Copy all of the material below word for word, leaving out the pictures.

* _Given records_
==================================================
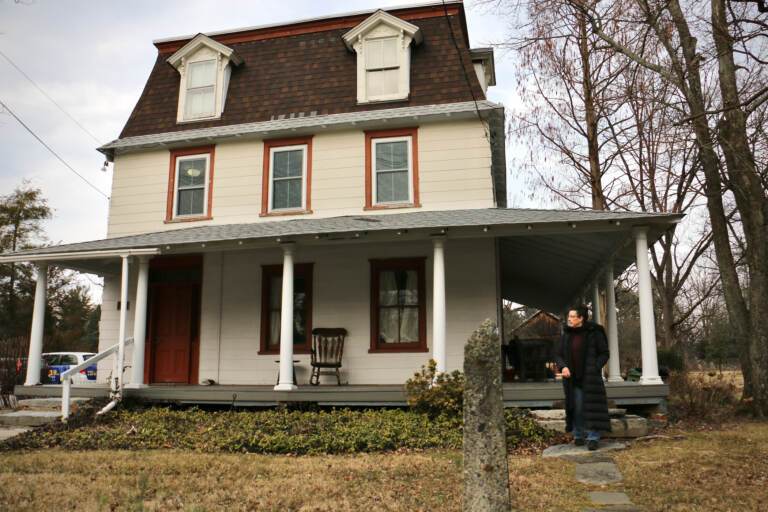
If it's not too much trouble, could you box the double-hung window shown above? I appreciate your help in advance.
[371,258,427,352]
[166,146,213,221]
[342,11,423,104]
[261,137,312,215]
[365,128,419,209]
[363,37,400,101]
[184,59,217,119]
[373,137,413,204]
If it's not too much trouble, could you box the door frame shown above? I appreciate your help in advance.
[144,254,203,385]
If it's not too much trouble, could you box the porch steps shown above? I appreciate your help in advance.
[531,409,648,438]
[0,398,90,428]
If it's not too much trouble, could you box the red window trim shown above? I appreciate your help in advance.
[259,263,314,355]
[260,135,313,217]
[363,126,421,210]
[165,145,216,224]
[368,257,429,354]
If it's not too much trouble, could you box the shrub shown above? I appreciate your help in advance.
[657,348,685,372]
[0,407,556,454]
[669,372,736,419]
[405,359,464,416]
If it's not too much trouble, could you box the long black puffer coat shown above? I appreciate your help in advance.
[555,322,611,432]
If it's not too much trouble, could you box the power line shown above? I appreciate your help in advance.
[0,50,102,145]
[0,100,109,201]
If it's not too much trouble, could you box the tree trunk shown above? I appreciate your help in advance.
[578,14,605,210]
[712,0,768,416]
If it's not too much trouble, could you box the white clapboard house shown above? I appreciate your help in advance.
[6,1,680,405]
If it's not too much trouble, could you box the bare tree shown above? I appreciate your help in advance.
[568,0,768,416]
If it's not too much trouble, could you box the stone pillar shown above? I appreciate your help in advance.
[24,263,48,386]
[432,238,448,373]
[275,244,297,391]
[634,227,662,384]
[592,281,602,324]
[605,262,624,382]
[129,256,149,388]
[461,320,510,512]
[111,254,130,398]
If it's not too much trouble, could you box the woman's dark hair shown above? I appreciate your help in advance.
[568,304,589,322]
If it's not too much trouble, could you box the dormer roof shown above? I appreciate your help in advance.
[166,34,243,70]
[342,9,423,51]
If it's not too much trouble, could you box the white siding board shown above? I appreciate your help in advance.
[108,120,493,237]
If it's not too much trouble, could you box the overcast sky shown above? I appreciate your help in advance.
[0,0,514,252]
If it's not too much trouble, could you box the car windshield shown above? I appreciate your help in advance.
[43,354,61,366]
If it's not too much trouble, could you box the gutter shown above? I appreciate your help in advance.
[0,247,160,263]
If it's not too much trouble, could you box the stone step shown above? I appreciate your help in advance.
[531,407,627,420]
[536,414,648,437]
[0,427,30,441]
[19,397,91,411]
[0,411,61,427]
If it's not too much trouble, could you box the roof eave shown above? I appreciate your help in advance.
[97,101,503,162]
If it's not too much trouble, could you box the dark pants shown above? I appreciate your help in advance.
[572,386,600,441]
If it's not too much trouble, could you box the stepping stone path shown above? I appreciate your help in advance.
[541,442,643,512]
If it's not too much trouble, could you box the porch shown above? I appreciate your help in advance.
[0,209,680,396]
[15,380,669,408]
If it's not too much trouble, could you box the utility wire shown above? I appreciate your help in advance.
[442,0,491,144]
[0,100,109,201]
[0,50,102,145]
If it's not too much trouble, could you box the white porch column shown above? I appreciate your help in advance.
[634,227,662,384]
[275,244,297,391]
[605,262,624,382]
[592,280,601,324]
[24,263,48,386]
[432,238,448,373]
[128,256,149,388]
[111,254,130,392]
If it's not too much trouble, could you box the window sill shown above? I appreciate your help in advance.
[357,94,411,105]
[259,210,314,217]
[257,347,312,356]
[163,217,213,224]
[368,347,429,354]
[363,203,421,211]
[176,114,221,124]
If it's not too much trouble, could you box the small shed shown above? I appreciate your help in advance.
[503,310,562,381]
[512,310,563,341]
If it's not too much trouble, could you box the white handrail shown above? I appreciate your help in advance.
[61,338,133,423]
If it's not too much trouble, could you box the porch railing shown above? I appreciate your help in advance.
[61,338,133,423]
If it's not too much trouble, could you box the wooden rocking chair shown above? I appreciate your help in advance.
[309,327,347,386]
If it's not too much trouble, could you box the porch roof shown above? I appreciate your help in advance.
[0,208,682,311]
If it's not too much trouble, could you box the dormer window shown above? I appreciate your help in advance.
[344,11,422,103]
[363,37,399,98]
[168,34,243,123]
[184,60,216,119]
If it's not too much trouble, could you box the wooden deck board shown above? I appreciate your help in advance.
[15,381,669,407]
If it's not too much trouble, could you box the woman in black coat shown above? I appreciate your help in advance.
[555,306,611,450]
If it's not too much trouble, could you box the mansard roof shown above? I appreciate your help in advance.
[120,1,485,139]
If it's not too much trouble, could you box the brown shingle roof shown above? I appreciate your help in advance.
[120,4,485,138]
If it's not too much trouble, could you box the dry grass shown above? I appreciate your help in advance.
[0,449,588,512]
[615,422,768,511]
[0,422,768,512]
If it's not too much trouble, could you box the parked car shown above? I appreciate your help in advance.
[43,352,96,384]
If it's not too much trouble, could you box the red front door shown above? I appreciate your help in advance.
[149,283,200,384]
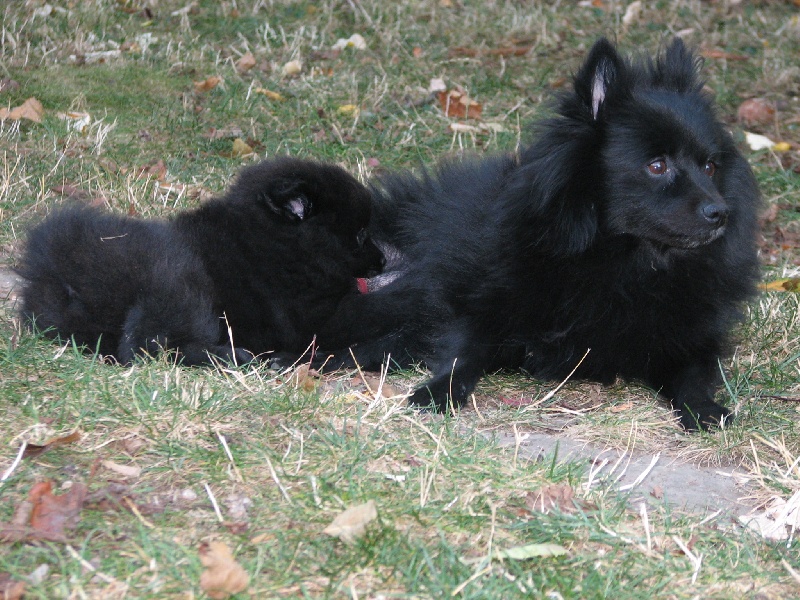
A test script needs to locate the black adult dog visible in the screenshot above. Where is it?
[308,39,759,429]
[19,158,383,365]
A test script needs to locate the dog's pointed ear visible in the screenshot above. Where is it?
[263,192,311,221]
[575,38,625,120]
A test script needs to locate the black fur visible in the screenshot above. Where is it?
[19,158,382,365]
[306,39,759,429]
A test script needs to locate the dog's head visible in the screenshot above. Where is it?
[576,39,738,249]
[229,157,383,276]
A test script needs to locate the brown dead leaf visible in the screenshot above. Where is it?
==================================================
* _Response to this exercise_
If it's not too much trouble, could you box the double-hung window shown above? I appreciate your help in advance.
[371,258,427,352]
[166,146,213,221]
[342,11,423,104]
[261,137,312,215]
[365,128,419,209]
[363,37,400,101]
[184,59,217,119]
[373,137,413,204]
If it's not too much trouble, could you box the door frame shown above? I appreciate your help in advance.
[144,254,203,385]
If it's not too much trouble, could you box the porch steps shown above? I appreciate your help in advance.
[531,409,648,438]
[0,398,90,428]
If it's not too much trouble, could you box the red window trim shown above? I appreciate your help in advance.
[259,263,314,355]
[260,135,313,217]
[363,126,421,210]
[165,145,216,224]
[368,257,429,354]
If it's not too much trouble, could you box the shrub shown above? I appreciate your help in advance.
[657,348,685,372]
[0,407,556,454]
[669,372,736,419]
[405,359,464,416]
If it's not too much trouble, could you box the long black puffer coat shown above? I appreciate your help in advance.
[555,322,611,432]
If it's not too much trouble, could you box the power line shown above? I appreciate your help in advance.
[0,50,102,145]
[0,100,109,201]
If it's not too much trouble, could you box the tree trunk shown above? I appreciate your help in advance.
[578,14,605,210]
[712,0,768,416]
If it's not too much trouble, could you box the white clapboard house shown above? I appreciate your help in advance.
[6,1,680,405]
If it's not too much trouble, could you box the bare tree shown above? I appreciate your help in advance.
[568,0,768,416]
If it's not too much trouble, could you box the stone pillar shown above? I appreciate your help in advance.
[24,263,48,386]
[432,238,448,373]
[275,244,297,391]
[634,227,662,384]
[592,281,602,324]
[605,262,624,382]
[129,256,149,388]
[461,320,510,512]
[111,254,130,398]
If it's not too much trouble, could you box the woman's dark hair shown above? I appreciate your help in advance.
[568,304,589,322]
If it's not too much trouble, could you box the dormer roof shown above? I appreciate your help in advance.
[166,34,243,70]
[342,9,423,51]
If it's not too much trouble, could you box the white siding board shown above? I appreciate your help in advance.
[108,120,493,237]
If it's not too much trouble, could you box the overcast sky shown above? I appreciate your help in advance.
[0,0,514,252]
If it's not too much trouble, could you box the car windshield shown above? I appreciate your help in advance.
[43,354,61,366]
If it's not too much trouble, could you box the gutter shown above? I appreciate your help in advance.
[0,247,160,263]
If it's not too much trouble, could you box the stone step shown above? I appreciate your help in advance.
[531,407,627,420]
[536,414,648,437]
[0,427,30,441]
[19,397,91,411]
[0,411,61,427]
If it's not too much trouble, could you box the roof eave shown above? I appreciate your help in advance.
[97,101,503,162]
If it's not too much trouble, could you box the dark pants shown above? I appreciate your help in advance.
[572,386,600,441]
If it's not too much trouble, could you box the stepping stone path shown above? I appreciate your help in advance.
[541,442,643,512]
If it's not too much trouble, could you box the porch shown above? I appreciate your help in advance.
[0,209,680,396]
[15,380,669,408]
If it's not too much trouble, could you box the utility wire shown above? I appreciate your help in advance.
[442,0,491,144]
[0,100,109,201]
[0,50,102,145]
If it's not too much trouble, could you box the white porch column shown above? I appreciate your help in advance.
[634,227,662,384]
[275,244,297,391]
[605,262,624,382]
[592,280,601,324]
[24,263,48,386]
[432,238,448,373]
[128,256,149,388]
[111,254,130,392]
If it's not too much trouble, could you box the window sill shown above? I appreciate your help in advance.
[357,94,411,105]
[259,210,314,217]
[257,347,312,356]
[163,217,213,224]
[368,347,429,354]
[363,203,421,211]
[176,114,221,124]
If it's not too much trouble, could you box the small shed shown above? I appreciate your help in advance.
[503,310,562,381]
[512,310,563,341]
If it's not too much trouble, could you box the white handrail shown above? I appreciate your help in advance.
[61,338,133,423]
If it's not too much trouble, could you box the porch railing shown above? I appreciate your help in advance.
[61,338,133,423]
If it's not too much trouble, could you box the wooden rocking chair shown above? I appreciate your help in advance.
[309,327,347,386]
If it's not too much trouble, could you box the porch roof shown above? I appreciate your help in advance.
[0,208,682,311]
If it's not too much trouble, could you box the dormer window shown above? I appreciate your help in advance.
[344,11,422,103]
[363,37,399,98]
[168,34,243,123]
[184,60,216,119]
If it's not too much trouble, could you box the wooden deck board shown above? I appreciate your help in advance.
[15,381,669,407]
If it's not too much trouble, could you box the woman in black coat shown above? I appreciate your help in advance.
[555,306,611,450]
If it's not too much trouble, could you box the mansard roof shown above? I appreciate your help in advance.
[120,1,485,139]
If it's not too much trouble, could you box the brown shingle roof shown above? I appreciate your help in advance.
[120,4,485,138]
If it's not too much trouble, could you box the dry grass shown above? I appreciate your help in advance.
[0,449,588,512]
[615,422,768,511]
[0,422,768,512]
If it's not too much trouble, could you box the parked car shown above? I appreciate your help in advance.
[43,352,96,384]
If it's not too much trouble, could you box the red front door shown above? I appreciate your help in advance.
[149,283,200,384]
A test script needs to locate the black adult dog visible in the screenshot above. Where is it?
[308,39,759,429]
[19,158,383,365]
A test script needs to locate the dog's pointed ear visible in the screenshot above. Where is it?
[263,192,311,221]
[575,38,625,120]
A test script needs to locate the black fur visible in the screenshot above. Where is it?
[19,158,382,365]
[306,39,759,429]
A test script needs to locate the dog's head visible in the screenshot above. Where is it?
[576,39,738,249]
[229,157,383,276]
A test script needs to locate the brown dead leaf visible in the screenshot above. Where is it?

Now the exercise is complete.